Lay out the lines below as a numbered list, beginning at the line that contains "# target: **bare branch**" and continuing through the end of the rows, with blank lines left out.

__INPUT MATERIAL__
┄┄┄┄┄┄┄┄┄┄┄┄┄┄┄┄┄┄┄┄

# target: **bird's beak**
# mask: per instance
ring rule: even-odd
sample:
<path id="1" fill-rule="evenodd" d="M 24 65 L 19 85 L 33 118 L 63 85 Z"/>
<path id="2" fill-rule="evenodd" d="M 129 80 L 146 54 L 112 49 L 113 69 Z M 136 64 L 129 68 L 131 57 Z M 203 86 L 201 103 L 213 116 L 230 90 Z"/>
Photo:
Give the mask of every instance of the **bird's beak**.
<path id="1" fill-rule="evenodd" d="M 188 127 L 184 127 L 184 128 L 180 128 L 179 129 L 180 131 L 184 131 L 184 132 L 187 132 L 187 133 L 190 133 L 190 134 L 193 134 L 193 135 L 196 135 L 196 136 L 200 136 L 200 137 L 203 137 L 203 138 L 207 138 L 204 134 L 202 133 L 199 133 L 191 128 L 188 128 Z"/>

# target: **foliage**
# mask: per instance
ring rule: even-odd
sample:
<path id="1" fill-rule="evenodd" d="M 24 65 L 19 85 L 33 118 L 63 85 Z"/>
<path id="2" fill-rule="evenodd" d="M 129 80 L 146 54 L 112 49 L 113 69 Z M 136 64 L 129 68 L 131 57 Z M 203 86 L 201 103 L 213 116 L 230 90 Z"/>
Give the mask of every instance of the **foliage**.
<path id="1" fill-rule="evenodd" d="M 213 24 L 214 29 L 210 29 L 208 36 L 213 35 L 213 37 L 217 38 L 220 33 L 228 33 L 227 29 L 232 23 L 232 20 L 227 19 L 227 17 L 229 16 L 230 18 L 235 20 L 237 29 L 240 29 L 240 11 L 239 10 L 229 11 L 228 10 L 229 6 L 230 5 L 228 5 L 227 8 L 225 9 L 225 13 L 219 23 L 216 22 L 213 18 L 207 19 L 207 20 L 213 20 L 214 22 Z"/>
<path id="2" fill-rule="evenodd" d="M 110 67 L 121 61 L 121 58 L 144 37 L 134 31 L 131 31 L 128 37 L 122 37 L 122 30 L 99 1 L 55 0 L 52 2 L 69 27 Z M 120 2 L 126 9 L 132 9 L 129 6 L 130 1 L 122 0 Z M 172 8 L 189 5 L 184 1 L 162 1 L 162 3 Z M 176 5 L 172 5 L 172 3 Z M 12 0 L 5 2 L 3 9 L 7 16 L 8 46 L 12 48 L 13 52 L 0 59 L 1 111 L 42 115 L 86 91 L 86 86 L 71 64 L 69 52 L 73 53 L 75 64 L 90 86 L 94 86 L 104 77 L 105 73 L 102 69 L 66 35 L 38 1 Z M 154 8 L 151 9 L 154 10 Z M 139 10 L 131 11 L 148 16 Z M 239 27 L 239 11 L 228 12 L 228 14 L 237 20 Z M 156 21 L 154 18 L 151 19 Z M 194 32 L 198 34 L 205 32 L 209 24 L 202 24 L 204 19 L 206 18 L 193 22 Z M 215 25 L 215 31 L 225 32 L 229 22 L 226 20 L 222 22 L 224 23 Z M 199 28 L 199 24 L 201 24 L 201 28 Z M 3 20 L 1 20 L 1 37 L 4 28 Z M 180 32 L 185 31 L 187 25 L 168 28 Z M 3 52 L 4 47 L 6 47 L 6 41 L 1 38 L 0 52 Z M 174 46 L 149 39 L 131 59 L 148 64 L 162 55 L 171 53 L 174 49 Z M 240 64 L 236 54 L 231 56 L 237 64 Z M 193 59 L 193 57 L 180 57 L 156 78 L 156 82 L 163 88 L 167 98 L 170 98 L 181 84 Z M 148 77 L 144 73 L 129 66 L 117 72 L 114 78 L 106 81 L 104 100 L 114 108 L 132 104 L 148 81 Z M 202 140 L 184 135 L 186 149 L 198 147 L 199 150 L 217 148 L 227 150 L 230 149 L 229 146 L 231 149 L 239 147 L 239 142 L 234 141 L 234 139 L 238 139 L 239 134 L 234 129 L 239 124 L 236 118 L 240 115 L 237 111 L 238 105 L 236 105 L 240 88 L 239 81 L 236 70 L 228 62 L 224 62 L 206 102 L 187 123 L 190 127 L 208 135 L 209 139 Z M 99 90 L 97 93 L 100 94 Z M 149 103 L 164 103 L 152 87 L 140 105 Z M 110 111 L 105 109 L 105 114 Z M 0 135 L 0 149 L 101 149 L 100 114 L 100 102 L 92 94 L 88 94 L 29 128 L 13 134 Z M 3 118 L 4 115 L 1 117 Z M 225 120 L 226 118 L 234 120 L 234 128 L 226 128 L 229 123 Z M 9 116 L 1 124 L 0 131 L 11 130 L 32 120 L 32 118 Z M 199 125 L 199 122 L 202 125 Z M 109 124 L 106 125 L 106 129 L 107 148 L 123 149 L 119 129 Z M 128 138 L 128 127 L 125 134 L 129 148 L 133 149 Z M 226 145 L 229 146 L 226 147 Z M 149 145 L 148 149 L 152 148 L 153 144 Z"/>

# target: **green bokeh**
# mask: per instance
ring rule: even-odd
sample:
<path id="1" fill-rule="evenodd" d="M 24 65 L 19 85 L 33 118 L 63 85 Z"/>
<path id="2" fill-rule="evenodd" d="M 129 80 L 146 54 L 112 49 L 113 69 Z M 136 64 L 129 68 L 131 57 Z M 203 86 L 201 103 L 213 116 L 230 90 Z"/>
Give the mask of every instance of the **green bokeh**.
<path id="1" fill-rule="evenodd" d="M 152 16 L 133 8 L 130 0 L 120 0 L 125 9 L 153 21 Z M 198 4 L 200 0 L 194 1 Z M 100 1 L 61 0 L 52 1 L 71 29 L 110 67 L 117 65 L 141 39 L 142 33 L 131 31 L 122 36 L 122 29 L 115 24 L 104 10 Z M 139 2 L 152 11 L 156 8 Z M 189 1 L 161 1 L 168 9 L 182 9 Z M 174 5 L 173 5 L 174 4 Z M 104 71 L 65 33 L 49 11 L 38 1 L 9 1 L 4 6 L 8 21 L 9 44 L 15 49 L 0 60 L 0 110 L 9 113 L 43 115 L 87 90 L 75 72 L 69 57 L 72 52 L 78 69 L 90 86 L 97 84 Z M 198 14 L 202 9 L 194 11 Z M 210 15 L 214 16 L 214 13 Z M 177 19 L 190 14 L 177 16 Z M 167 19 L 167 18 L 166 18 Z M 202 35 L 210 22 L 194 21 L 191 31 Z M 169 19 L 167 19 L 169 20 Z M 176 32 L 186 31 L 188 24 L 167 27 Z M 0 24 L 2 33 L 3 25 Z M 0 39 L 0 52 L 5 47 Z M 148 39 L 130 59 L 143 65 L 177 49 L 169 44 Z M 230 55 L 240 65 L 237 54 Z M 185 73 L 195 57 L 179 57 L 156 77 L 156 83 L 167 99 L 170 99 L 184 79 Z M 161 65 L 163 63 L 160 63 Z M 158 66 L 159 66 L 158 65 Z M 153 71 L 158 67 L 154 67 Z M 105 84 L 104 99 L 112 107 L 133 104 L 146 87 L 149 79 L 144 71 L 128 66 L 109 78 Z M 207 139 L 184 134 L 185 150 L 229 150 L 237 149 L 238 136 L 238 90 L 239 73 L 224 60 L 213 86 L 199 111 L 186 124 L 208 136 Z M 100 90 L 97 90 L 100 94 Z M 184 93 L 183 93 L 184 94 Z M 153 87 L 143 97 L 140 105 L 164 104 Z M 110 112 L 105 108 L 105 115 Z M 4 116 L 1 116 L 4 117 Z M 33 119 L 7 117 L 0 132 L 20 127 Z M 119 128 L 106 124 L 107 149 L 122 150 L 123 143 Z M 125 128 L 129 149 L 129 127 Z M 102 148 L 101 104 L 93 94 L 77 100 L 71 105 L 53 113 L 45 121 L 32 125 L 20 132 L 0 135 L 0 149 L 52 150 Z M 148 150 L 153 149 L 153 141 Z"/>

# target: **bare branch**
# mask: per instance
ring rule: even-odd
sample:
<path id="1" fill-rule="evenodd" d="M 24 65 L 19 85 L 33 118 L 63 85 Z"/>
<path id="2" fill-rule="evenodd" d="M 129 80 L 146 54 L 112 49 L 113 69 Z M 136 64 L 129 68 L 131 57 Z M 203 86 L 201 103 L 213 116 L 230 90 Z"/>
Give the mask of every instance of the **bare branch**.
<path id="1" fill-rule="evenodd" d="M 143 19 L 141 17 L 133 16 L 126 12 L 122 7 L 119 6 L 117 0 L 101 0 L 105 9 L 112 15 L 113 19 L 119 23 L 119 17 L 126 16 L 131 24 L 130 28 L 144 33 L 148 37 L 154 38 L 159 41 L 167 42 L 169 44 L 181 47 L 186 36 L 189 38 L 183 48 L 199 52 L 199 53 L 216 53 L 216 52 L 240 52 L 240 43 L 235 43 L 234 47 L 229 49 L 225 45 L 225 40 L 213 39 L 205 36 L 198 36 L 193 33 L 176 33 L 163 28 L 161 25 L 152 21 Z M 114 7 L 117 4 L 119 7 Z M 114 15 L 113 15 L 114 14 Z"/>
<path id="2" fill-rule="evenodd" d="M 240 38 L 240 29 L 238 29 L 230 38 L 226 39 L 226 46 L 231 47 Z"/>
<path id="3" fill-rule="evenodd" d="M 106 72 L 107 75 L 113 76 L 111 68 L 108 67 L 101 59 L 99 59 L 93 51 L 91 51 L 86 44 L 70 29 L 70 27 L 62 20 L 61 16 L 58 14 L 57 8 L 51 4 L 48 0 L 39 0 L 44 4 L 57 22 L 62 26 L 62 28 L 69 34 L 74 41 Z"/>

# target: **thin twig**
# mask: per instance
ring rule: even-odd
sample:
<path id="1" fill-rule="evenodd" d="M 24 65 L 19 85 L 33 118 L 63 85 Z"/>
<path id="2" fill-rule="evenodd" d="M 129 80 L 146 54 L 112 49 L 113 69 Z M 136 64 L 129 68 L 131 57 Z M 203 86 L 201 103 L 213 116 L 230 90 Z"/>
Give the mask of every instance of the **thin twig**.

┄┄┄┄┄┄┄┄┄┄┄┄┄┄┄┄┄┄┄┄

__THE RESPONSE__
1. # target: **bare branch**
2. # mask: per instance
3. ring rule: even-odd
4. sample:
5. <path id="1" fill-rule="evenodd" d="M 24 65 L 19 85 L 33 118 L 63 85 Z"/>
6. <path id="2" fill-rule="evenodd" d="M 129 80 L 146 54 L 112 49 L 113 69 Z M 136 64 L 129 68 L 131 57 Z M 203 86 L 201 103 L 213 116 L 230 90 Z"/>
7. Give the mask of every instance of the **bare branch**.
8. <path id="1" fill-rule="evenodd" d="M 143 19 L 141 17 L 133 16 L 126 12 L 122 7 L 119 6 L 117 0 L 101 0 L 105 9 L 112 15 L 113 19 L 119 23 L 119 17 L 126 16 L 131 24 L 130 28 L 144 33 L 148 37 L 154 38 L 159 41 L 167 42 L 169 44 L 181 47 L 186 36 L 189 38 L 183 48 L 199 52 L 199 53 L 216 53 L 216 52 L 240 52 L 240 43 L 235 43 L 234 47 L 229 49 L 225 45 L 225 40 L 213 39 L 205 36 L 198 36 L 193 33 L 176 33 L 163 28 L 161 25 L 152 21 Z M 114 7 L 117 4 L 119 7 Z M 114 15 L 113 15 L 114 14 Z"/>
9. <path id="2" fill-rule="evenodd" d="M 240 38 L 240 29 L 238 29 L 230 38 L 226 39 L 226 46 L 231 47 Z"/>
10. <path id="3" fill-rule="evenodd" d="M 106 72 L 107 75 L 113 76 L 111 68 L 108 67 L 101 59 L 99 59 L 93 51 L 91 51 L 86 44 L 70 29 L 70 27 L 62 20 L 61 16 L 58 14 L 57 8 L 51 4 L 48 0 L 39 0 L 44 4 L 57 22 L 62 26 L 62 28 L 69 34 L 74 41 Z"/>
11. # target: **thin twig**
12. # mask: per instance
13. ring rule: even-odd
14. sample:
15. <path id="1" fill-rule="evenodd" d="M 24 65 L 19 85 L 33 118 L 63 85 Z"/>
16. <path id="2" fill-rule="evenodd" d="M 129 80 L 146 54 L 112 49 L 113 69 Z M 136 64 L 129 68 L 131 57 Z M 203 86 L 201 103 L 213 116 L 230 90 Z"/>
17. Give the mask of every instance of the **thin twig**.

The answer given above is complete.